Which lines run from the one containing "Would you mind pointing at the undermount" to the end of the listing below? Write them out exactly, both ends included, with nothing else.

━━━ Materials provided

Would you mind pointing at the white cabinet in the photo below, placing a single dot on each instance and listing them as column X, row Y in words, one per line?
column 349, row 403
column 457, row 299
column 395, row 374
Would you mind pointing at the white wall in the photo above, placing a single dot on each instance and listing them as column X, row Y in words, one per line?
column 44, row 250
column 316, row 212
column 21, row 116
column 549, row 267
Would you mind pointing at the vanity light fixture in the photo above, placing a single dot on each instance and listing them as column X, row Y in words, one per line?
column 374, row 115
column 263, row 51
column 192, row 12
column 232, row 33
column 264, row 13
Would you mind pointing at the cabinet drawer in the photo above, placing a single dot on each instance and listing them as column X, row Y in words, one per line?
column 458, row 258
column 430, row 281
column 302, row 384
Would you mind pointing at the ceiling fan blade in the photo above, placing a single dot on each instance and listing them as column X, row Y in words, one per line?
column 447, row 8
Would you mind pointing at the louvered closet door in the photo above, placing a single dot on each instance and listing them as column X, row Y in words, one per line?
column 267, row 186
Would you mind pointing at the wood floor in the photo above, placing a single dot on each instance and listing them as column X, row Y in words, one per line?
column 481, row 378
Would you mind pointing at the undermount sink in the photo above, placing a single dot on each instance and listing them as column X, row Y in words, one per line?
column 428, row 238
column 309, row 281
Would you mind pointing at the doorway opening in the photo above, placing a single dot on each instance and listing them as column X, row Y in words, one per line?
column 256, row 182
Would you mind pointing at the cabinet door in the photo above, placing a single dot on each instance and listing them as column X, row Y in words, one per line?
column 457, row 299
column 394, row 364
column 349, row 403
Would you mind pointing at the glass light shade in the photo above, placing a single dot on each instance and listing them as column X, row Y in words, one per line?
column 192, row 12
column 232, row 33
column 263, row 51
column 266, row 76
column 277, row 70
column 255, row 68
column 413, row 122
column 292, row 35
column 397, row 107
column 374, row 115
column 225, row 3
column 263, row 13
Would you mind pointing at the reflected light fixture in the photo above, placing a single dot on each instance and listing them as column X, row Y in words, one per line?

━━━━━━

## Result
Would you mind pointing at the undermount sink in the photo above, placing a single dot on each instance and listing them as column X, row Y in words, one per line?
column 428, row 238
column 309, row 281
Would you mind pointing at the doorway opening in the photo above, placing a single dot on each instance and listing them as column X, row Y in words, one per line?
column 256, row 182
Would you mind pointing at the cabinet door in the photo above, placing a single dot on each instance and listing them as column X, row Y in words, one per line?
column 457, row 299
column 394, row 364
column 349, row 403
Would you mind pointing at the glass light shade in the photo above, placing a single dot on each instance and listing them as column X, row Y in words, one per line?
column 192, row 12
column 232, row 33
column 263, row 51
column 266, row 76
column 277, row 70
column 255, row 68
column 413, row 122
column 292, row 35
column 397, row 107
column 374, row 115
column 225, row 3
column 263, row 13
Would you mind pointing at the reflected light fixture in the photo above, placing a single dot on each instance and listing them as column X, row Y in words, one per line?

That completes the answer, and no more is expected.